[Exercise] Go over the data and copy out each line with "road" in it.

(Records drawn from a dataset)

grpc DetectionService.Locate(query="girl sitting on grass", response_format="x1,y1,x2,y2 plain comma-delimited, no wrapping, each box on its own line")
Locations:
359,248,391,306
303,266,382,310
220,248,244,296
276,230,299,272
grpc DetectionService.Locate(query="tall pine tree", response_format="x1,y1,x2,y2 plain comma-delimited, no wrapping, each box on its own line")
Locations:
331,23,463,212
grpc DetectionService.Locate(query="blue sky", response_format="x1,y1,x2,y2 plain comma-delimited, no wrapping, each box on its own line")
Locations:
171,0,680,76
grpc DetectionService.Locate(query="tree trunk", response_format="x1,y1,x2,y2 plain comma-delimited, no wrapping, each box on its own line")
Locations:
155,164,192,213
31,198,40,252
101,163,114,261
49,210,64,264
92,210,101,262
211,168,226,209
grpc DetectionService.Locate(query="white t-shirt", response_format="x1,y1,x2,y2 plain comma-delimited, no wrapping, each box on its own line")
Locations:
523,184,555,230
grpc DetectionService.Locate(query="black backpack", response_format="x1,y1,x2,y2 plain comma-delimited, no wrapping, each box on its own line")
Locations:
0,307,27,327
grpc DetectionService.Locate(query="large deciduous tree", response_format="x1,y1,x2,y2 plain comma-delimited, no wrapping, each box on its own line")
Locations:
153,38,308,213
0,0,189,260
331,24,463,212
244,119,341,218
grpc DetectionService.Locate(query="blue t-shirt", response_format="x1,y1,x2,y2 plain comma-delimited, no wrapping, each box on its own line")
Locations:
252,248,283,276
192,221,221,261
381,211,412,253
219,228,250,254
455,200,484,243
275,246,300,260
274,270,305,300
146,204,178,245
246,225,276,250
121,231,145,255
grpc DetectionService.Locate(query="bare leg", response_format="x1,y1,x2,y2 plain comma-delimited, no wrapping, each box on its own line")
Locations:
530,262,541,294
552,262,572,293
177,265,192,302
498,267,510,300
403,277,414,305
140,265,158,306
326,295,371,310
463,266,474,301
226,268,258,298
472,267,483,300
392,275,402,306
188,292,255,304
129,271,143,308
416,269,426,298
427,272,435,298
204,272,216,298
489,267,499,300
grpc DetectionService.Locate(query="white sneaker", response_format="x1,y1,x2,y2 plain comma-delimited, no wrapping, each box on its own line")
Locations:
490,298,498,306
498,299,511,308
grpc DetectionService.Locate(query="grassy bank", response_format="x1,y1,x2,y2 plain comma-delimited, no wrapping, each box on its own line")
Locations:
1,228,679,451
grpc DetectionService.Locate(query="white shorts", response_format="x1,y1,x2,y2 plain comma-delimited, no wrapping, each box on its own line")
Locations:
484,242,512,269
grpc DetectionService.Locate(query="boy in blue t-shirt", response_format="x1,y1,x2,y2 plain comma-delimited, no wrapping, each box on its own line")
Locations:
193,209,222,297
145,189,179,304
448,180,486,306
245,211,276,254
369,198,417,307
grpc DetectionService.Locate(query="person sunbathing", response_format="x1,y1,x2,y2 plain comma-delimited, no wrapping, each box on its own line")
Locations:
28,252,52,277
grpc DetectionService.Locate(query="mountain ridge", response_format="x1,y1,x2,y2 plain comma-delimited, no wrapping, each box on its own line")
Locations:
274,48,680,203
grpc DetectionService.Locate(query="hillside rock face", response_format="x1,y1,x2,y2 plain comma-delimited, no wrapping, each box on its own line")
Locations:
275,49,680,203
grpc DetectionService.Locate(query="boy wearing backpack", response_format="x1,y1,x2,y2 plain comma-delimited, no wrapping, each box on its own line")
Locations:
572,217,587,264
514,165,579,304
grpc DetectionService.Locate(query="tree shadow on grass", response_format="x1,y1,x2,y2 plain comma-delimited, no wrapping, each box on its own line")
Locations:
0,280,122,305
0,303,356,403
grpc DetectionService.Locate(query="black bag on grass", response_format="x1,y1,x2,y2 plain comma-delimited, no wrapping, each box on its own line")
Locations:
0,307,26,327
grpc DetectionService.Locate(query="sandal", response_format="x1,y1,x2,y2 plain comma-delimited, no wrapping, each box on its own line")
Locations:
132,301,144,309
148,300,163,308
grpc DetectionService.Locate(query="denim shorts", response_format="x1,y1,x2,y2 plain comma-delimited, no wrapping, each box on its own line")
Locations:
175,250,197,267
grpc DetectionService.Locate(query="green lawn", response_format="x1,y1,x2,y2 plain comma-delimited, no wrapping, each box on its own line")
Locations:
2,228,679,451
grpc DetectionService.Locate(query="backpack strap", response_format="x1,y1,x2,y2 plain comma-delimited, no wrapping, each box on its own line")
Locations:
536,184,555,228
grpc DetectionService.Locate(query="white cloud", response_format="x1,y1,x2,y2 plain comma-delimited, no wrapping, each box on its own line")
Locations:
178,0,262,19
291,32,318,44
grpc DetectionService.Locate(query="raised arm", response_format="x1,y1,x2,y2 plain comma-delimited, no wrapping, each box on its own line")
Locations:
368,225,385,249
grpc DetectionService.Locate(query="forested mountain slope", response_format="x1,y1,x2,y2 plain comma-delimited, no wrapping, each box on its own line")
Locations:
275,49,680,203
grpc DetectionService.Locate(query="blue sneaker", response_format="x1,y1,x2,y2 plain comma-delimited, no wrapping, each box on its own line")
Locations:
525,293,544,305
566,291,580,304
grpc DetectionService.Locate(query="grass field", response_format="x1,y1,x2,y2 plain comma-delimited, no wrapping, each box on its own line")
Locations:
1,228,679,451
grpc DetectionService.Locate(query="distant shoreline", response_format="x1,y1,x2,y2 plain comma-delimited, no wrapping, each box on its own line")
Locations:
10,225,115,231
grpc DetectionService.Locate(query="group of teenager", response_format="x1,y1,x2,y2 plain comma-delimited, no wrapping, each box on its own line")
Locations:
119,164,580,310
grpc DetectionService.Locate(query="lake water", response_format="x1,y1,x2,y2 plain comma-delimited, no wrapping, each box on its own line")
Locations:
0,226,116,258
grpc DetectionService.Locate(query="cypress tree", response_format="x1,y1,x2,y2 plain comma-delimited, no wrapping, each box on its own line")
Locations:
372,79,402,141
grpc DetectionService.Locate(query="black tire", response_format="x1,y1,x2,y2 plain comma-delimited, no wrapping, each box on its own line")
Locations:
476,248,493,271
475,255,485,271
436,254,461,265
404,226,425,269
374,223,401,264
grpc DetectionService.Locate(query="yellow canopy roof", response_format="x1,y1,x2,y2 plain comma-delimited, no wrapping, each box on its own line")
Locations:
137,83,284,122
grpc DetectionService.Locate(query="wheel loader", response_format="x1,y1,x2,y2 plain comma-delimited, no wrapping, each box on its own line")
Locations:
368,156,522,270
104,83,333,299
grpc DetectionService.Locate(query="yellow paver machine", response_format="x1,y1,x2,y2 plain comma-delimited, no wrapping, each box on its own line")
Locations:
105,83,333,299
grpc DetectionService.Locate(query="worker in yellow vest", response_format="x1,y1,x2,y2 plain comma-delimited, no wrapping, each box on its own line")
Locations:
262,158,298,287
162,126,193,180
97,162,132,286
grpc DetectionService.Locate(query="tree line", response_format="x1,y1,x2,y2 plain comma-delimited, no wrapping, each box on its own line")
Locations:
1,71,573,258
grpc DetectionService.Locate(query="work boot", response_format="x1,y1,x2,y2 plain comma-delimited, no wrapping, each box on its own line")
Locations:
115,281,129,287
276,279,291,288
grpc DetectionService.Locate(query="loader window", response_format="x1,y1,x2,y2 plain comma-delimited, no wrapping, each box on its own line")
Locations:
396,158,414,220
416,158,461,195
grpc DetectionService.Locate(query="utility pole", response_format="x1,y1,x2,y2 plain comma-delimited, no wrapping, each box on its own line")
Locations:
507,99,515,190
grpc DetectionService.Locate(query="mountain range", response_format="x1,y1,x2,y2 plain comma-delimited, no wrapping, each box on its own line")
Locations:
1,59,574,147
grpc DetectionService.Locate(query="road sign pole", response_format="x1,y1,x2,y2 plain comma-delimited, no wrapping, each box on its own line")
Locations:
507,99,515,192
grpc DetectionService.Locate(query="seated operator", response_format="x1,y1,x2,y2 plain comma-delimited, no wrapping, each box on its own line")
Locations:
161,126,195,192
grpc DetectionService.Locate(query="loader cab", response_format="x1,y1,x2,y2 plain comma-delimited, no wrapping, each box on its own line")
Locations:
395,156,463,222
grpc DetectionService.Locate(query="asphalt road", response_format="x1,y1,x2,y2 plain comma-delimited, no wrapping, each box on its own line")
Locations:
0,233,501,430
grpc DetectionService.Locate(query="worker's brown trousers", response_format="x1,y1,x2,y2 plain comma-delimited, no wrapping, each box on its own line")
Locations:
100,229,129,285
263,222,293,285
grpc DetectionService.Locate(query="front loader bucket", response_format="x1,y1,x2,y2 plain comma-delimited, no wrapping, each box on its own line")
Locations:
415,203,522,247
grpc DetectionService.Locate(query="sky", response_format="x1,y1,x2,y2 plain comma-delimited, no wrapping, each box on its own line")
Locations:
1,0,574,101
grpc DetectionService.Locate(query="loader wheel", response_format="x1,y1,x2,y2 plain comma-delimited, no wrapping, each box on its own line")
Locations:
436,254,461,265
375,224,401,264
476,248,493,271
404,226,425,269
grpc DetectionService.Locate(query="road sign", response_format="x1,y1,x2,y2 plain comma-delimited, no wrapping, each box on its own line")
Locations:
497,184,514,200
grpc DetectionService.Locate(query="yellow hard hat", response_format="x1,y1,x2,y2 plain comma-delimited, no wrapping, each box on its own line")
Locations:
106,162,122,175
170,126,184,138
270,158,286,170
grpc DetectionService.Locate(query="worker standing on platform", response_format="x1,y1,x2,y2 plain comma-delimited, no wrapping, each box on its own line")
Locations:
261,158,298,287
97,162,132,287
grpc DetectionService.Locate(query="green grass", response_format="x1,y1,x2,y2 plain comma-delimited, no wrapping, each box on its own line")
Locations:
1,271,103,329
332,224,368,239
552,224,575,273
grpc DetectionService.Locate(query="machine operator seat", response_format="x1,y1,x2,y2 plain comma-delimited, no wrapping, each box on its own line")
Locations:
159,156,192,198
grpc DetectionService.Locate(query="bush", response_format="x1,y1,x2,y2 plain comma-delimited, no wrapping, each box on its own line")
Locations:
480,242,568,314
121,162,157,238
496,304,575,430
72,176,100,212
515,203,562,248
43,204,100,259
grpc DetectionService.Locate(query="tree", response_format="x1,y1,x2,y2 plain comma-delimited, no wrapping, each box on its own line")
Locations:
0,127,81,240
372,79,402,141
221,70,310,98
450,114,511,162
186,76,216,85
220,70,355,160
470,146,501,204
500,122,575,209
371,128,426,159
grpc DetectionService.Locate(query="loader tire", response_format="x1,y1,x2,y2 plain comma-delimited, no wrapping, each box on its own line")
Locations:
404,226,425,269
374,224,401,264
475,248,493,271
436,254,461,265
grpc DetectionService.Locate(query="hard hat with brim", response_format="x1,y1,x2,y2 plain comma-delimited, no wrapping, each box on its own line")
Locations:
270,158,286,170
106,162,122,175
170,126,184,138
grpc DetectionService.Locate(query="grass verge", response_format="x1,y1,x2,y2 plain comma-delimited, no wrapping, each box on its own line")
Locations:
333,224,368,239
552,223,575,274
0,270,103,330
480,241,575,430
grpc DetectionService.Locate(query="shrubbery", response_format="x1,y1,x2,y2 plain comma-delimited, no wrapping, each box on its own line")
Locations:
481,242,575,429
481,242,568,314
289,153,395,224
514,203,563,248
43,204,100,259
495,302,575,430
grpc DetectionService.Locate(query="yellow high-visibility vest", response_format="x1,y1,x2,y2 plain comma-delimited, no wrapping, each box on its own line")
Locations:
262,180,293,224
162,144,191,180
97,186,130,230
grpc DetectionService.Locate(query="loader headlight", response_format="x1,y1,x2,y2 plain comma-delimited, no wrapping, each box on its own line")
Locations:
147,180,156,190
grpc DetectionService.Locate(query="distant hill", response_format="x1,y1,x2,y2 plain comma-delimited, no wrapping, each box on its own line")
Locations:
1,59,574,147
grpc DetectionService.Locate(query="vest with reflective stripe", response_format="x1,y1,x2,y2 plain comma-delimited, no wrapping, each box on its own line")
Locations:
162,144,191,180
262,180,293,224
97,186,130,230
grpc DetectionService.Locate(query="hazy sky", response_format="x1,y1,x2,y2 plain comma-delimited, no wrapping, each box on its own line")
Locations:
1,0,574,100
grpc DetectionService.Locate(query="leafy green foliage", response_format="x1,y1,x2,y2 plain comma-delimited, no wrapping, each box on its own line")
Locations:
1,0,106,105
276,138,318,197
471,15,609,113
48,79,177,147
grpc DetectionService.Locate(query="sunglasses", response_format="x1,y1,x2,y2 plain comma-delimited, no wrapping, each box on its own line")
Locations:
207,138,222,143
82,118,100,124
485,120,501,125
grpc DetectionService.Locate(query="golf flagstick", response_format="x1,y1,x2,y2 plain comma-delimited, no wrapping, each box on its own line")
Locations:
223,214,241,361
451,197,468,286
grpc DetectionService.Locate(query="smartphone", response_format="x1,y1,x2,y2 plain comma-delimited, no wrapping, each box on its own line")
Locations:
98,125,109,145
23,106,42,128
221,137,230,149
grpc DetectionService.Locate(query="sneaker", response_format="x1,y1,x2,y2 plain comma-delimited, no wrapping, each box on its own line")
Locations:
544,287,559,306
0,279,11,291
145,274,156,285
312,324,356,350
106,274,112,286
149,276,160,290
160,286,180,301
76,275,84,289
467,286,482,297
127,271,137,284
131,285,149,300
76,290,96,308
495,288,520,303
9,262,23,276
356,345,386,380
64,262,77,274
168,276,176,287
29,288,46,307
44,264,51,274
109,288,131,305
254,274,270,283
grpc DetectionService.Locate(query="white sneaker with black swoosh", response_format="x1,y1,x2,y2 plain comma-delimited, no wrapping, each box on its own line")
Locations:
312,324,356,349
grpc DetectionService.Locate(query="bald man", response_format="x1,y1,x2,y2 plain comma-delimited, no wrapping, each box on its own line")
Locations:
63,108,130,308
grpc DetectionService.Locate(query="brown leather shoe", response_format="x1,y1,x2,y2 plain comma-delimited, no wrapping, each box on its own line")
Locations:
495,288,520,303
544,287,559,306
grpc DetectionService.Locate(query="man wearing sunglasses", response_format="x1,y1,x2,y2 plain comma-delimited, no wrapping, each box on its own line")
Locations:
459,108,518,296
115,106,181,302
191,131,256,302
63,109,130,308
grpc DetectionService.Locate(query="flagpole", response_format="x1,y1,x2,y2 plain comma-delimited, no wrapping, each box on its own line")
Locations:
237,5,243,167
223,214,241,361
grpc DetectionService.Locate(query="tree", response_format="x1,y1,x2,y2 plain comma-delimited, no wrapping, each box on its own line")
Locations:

[Solution to this task]
grpc DetectionService.Locate(query="road sign pole", response_format="x1,y1,x2,y2 plain comma-delimited, no wrapping, each box on its own line")
grpc DetectionService.Locate(query="asphalt road", response_format="x1,y1,x2,y2 plain comma-delimited, no wrapping, each box on its own line")
grpc DetectionService.Locate(query="road sign", response_format="x1,y1,x2,y2 plain comma-delimited, no wrapping, each box on its own line")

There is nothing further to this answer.